Художник возмутился и поверх изображения Сахарова нарисовал чёрной краской портрет Елены Боннэр. Когда женщина взглянула на картину, то пришла в ярость и тут же рукой размазала краску на холсте. «Рисовать «пенька», который повторяет мысли злобной жены, да еще терпит побои от нее, я не хочу», — пояснил Бочаров. — И Боннэр тут же выгнала меня на улицу».
«Сотрудники Андрея Сахарова по «ящику» не любят вспоминать о Елене Георгиевне, — подчеркнул Дмитрий Сахаров. — Они считают, что если бы не она, то, возможно, Сахаров мог бы вернуться в науку».
12 сентября 1982 года председатель КГБ СССР В. В. Федорчук направил в ЦК КПСС донесение «Об изготовлении Сахаровым А.Д. и Боннэр Е.Г. провокационных материалов. Наряду с этим Боннэр принудила Сахарова подготовить и заверить в нотариальной конторе города Горького завещание и доверенность (тексты прилагаются). Как видно из содержания завещания, Боннэр становится единоличным распорядителем авторских прав и денежных вкладов, находящихся в заграничных банках, а в случае смерти последней все права переходят ее дочери Янкелевич Т.И., проживающей в настоящее время в США. Обращает на себя внимание то обстоятельство, что Боннэр в соответствии с доверенностью получает право распоряжаться не только всем имуществом, принадлежащем Сахарову, но и вести от имени мужа «дела во всех государственных учреждениях, кооперативных и общественных организациях, гражданские и уголовные дела во всех судебных учреждениях».

## Материал
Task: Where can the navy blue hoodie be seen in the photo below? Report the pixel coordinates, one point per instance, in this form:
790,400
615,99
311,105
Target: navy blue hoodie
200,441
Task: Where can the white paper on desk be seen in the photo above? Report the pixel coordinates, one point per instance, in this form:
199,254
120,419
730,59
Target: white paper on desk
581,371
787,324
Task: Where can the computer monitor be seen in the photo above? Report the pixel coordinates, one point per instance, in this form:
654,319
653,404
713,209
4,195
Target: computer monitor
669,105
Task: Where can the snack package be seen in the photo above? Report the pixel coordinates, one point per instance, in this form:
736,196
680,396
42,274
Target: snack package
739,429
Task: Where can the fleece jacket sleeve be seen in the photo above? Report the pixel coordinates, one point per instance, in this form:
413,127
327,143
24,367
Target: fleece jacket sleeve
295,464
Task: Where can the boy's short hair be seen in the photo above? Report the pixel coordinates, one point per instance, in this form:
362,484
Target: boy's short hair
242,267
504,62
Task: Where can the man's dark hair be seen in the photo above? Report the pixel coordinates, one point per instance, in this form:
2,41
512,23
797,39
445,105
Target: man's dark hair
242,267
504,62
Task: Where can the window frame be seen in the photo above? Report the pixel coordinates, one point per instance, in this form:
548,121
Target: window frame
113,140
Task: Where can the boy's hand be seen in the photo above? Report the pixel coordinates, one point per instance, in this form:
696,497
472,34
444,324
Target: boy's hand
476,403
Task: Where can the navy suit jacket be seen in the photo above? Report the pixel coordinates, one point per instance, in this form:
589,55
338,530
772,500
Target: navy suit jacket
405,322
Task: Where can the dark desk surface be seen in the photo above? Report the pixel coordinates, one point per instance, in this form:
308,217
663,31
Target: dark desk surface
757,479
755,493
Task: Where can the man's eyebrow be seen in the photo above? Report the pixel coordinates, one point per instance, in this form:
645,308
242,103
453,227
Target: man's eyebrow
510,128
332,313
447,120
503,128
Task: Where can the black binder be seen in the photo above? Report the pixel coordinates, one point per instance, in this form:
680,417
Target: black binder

## Работа с текстом
a - Ответьте по исходному тексту:
(i) Какой краской Бочаров нарисовал портрет Елены Боннэр поверх изображения Сахарова?
(ii) Кто направил в ЦК КПСС донесение 12 сентября 1982 года?
(iii) В нотариальной конторе какого города были заверены завещание и доверенность?
b - Продолжите исходный текст с того места, где он заканчивается.
Материал к исходному тексту отношения не имеет.

## Ответы
a -
(i) Чёрной краской.
(ii) Председатель КГБ СССР В. В. Федорчук.
(iii) Города Горького.

b -
В интервью Дмитрий Сахаров рассказал об исполнении завещании отца:
«Завещание составлялось при активном участии мачехи. Поэтому неудивительно, что право распоряжаться литературным наследством отца досталось Боннэр, а в случае ее смерти — ее дочери Татьяне. Мне и моим сестрам отошла часть дачи в Жуковке. Не буду называть денежные суммы, но доля детей мачехи была больше. Елена Георгиевна сама продала дачу и выдала нам наличные. Но самым виртуозным образом она поступила с деньгами Березовского! Два года назад музей Сахарова в Москве был на грани закрытия — не было средств на его содержание и зарплату сотрудникам. Тогда олигарх подбросил с барского плеча три миллиона долларов. Боннэр тут же распорядилась направить эти деньги на счет Фонда Сахарова в США, а не в России! Причем эта зарубежная организация активно занимается не столько благотворительностью, сколько коммерцией. Теперь миллионы крутятся на счетах в США, а музей отца по-прежнему влачит жалкое существование. Чем занимается Фонд Сахарова в Бостоне, для меня большая загадка. Изредка он напоминает о себе выступлениями в западной прессе, проводятся какие-то вялые акции. Фондом занимается сама Боннэр».
Когда Геннадий Горелик писал биографическую книгу об академике Сахарове, он встречался с Еленой Боннэр и обнаружил, «что Елена Боннэр скептически относится к моим религиозно-биографическим расспросам. Я — полная атеистка!», — заявила она и столь же уверено добавила: «И Андрей не верил в Бога», — Лишь когда я процитировал слова об источнике духовной теплоты, лежащем вне материи и ее законов, она признала, что проблема, пожалуй, есть. Признала в свойственной ей форме: «Какая я дура была! Я же печатала эти его слова!.. И не растрясла его: что он, собственно, имел в виду?»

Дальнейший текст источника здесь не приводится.